Start of PASSAGE FOR REVIEW

Andrew O'Keefe, a B.Sc. honours student supervised by Dr. Maria Mathews, Community Health, won third prize for the poster Drink to your health? An examination of the relationship between alcohol consumption and health service use. The poster was presented at the inaugural Conference of the Canadian Association for Health Services and Policy Research in Montreal, May 25-28th. Dr. Mathews noted that Mr. O’Keefe’s poster, based on his B.Sc. honours thesis, was competing with work from master’s and doctoral students. Mr. O’Keefe has been accepted to the medical school for this year’s incoming class. Other presentations at CAHSPR were made by faculty members Drs. Sharon Buehler and Maria Mathews and graduate students Erin Mayo and Roger Chafe.

Kathryn Olsen, a 2004 graduate, won a silver medal at the 2004 Scientific Exhibit Awards of the American Roentgen Ray Society. Her project was an interactive computer exhibit on Abdominal Pseudoaneurysms: The Great Pretender. Dr. Paul Jean, Radiology, said Ms. Olsen has already many qualities that will make her an outstanding and caring radiologist. “Her ability to perform superlative research in such a world renown institution such as the MAYO clinic, speaks volumes on both her own abilities as a physician and on the excellent level of training that Memorial’s medical school has provided her with. We are very proud of her and wish her much happiness and success in her postgraduate career in radiology at North Carolina.”

End of PASSAGE FOR REVIEW
Start of RECORDS

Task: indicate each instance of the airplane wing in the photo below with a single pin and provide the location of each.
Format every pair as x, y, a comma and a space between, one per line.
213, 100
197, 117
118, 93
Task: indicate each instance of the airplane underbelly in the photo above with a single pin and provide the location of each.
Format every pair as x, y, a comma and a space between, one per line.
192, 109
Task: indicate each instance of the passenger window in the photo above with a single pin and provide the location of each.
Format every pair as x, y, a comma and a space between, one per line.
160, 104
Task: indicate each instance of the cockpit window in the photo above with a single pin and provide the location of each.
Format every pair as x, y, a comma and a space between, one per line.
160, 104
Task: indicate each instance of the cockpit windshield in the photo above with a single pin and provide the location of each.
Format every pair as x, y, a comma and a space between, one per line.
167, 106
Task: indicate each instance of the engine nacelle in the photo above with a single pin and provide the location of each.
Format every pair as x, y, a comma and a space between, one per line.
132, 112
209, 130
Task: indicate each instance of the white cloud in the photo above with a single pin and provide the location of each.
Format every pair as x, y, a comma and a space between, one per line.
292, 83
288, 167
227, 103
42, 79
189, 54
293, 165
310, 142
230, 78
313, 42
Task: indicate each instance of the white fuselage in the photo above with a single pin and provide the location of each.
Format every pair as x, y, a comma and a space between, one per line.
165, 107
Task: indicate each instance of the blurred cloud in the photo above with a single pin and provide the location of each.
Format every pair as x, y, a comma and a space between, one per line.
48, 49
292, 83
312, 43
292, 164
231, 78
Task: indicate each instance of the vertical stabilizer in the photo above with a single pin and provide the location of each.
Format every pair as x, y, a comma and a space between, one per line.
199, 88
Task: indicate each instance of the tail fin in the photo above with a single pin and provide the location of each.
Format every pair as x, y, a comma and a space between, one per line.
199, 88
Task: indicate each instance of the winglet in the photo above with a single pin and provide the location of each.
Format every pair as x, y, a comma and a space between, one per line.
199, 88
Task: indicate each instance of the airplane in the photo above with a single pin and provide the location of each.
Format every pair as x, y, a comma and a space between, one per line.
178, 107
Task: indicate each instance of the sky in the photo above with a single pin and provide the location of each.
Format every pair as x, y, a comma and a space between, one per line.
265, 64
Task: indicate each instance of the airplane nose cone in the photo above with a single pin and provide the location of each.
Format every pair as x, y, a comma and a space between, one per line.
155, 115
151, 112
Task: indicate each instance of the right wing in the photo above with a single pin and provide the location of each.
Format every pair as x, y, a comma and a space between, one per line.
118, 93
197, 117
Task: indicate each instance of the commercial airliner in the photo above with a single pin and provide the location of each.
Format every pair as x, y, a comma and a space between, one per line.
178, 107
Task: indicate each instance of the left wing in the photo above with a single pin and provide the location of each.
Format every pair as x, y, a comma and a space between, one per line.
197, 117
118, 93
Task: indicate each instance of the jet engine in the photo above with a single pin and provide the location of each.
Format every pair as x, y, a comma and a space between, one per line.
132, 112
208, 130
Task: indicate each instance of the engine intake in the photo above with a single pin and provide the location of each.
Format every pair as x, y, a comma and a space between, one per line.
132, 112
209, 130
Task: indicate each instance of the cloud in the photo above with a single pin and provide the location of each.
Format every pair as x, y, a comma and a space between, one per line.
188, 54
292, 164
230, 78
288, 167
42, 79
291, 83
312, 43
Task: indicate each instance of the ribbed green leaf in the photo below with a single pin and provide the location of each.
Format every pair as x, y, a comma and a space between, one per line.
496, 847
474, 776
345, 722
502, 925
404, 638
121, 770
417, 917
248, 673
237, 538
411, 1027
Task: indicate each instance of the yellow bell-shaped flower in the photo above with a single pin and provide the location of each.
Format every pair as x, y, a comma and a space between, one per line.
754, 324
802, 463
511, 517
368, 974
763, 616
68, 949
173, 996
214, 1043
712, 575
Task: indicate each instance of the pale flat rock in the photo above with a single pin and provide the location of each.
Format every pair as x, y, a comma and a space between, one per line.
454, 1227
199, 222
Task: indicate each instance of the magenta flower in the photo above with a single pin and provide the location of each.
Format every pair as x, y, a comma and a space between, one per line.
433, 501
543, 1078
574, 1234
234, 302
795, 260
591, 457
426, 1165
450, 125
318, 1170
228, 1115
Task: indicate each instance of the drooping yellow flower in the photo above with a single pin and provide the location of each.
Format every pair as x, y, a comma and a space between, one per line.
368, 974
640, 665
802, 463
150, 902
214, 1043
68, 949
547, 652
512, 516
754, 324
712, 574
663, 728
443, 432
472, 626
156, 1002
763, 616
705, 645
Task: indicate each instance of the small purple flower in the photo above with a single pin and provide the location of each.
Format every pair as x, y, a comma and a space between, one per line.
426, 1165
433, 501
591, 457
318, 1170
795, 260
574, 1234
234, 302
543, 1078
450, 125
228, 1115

End of RECORDS

WHAT TO WORK ON —
(1) According to the passage on student awards, what prize did Kathryn Olsen win at the 2004 Scientific Exhibit Awards?
(2) For each statement, say whether it agrees with the passage on student awards, and quote the words that decide it.
(a) Andrew O'Keefe's poster was presented in Montreal.
(b) O'Keefe's poster competed only against other undergraduate work.
(c) Kathryn Olsen's project was an interactive computer exhibit.
(3) Pick up the passage on student awards after its last sentence and keep writing.
The entries were taken from a separate source.

SET OF ANSWERS —
(1) A silver medal.

(2)
(a) Yes: "in Montreal, May 25-28th"
(b) No: "was competing with work from master’s and doctoral students"
(c) Yes: "an interactive computer exhibit"

(3)
An international, interdisciplinary symposium on human dignity, narrative integrity and ethical decision-making at the end of life was held in St. John’s June 11-13. Organized by Dr. Daryl Pullman, Medical Ethics, with financial support from the Canadian Institutes of Health Research, the symposium was organized as a workshop, and panelists prepared papers for circulation in advance of the symposium. The symposium itself consisted of brief presentations by authors followed by brief commentary and much open discussion.

Papers prepared for this symposium will be published (subject to peer review) in a special theme issue of the Journal of Palliative Care which will come out this fall in conjunction with the 15th World Congress on Palliative Care in Montreal.

Dr. Proton Rahman, associate professor of medicine at Memorial, has been named one of Canada's Top 40 Under 40 for 2003. The announcement appeared in the Globe & Mail on May 30, along with an accompanying feature article in Report on Business magazine.

As well as his university appointment, Dr. Rahman is a consultant rheumatologist for the Health Care Corporation of St. John's, chief scientific officer for Newfound Genomics, and a clinician scientist with a strong research interest in genetics and prognosis of rheumatic disease.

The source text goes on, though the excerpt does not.